start DATA ENTRIES

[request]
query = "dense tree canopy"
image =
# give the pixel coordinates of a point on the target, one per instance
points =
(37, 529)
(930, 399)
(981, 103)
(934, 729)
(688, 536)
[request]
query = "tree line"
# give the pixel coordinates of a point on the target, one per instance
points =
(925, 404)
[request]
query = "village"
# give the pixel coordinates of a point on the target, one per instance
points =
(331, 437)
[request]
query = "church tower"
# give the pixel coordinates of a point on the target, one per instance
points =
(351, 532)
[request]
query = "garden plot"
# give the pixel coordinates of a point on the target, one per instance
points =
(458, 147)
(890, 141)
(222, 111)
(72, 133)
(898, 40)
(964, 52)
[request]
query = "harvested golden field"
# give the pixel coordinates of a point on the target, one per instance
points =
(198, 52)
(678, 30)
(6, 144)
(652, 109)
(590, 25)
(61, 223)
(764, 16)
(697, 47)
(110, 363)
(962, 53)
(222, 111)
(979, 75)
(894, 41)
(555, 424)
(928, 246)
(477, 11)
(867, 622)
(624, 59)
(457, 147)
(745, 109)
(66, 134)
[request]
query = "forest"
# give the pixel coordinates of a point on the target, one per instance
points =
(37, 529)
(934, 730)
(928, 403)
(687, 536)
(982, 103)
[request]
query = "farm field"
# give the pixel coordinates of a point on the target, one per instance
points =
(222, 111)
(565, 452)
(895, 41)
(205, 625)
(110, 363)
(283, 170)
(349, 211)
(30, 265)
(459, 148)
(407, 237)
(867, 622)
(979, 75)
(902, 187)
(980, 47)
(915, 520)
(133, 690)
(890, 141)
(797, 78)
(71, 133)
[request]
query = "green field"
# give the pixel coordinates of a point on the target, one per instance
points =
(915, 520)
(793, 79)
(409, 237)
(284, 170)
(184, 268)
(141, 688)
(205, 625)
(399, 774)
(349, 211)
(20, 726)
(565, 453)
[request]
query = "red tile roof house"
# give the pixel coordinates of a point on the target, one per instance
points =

end DATA ENTRIES

## [GOAL]
Print every line of the records exactly. Omit nothing.

## [SOLUTION TO THIS EXERCISE]
[request]
query = "dense tree canopy"
image =
# give the pixel coordinates of a point on the target, one per instance
points =
(37, 529)
(930, 399)
(981, 103)
(934, 729)
(688, 536)
[request]
query = "tree line"
# give the pixel coordinates of a point on the target, one per instance
points =
(925, 404)
[request]
query = "village"
# give the pixel coordinates of a point on the target, one per instance
points =
(331, 437)
[request]
query = "church tower"
# give the pixel coordinates of a point on the target, one per instance
points =
(351, 532)
[request]
query = "garden plot"
# give the pixel coordinates of a point on the target, one per instance
points =
(458, 147)
(890, 141)
(222, 111)
(72, 133)
(898, 40)
(964, 52)
[request]
query = "harvested golden field"
# give the pixel coordinates of a point on the target, one per instance
points =
(198, 52)
(678, 30)
(6, 144)
(652, 109)
(590, 25)
(61, 223)
(764, 16)
(697, 47)
(110, 363)
(962, 53)
(222, 111)
(979, 75)
(894, 41)
(555, 424)
(928, 246)
(477, 11)
(867, 622)
(624, 59)
(457, 147)
(745, 109)
(66, 134)
[request]
query = "forest"
# give the pixel coordinates of a point on the target, one per instance
points =
(37, 529)
(934, 730)
(928, 403)
(687, 536)
(982, 103)
[request]
query = "farm field"
# give the pixel coordinates of a point on the target, one per instance
points =
(222, 111)
(565, 452)
(895, 41)
(205, 625)
(110, 363)
(283, 170)
(349, 211)
(30, 265)
(459, 148)
(407, 237)
(867, 622)
(979, 75)
(902, 187)
(980, 47)
(915, 520)
(133, 690)
(890, 141)
(797, 78)
(71, 133)
[request]
query = "green field"
# give the pixel coordinates of a point on the target, one per instance
points =
(915, 520)
(793, 79)
(409, 237)
(284, 170)
(184, 268)
(141, 688)
(205, 625)
(399, 774)
(349, 211)
(20, 726)
(565, 453)
[request]
query = "red tile roof house"
# give the pixel coordinates of a point on the target, one per instance
points =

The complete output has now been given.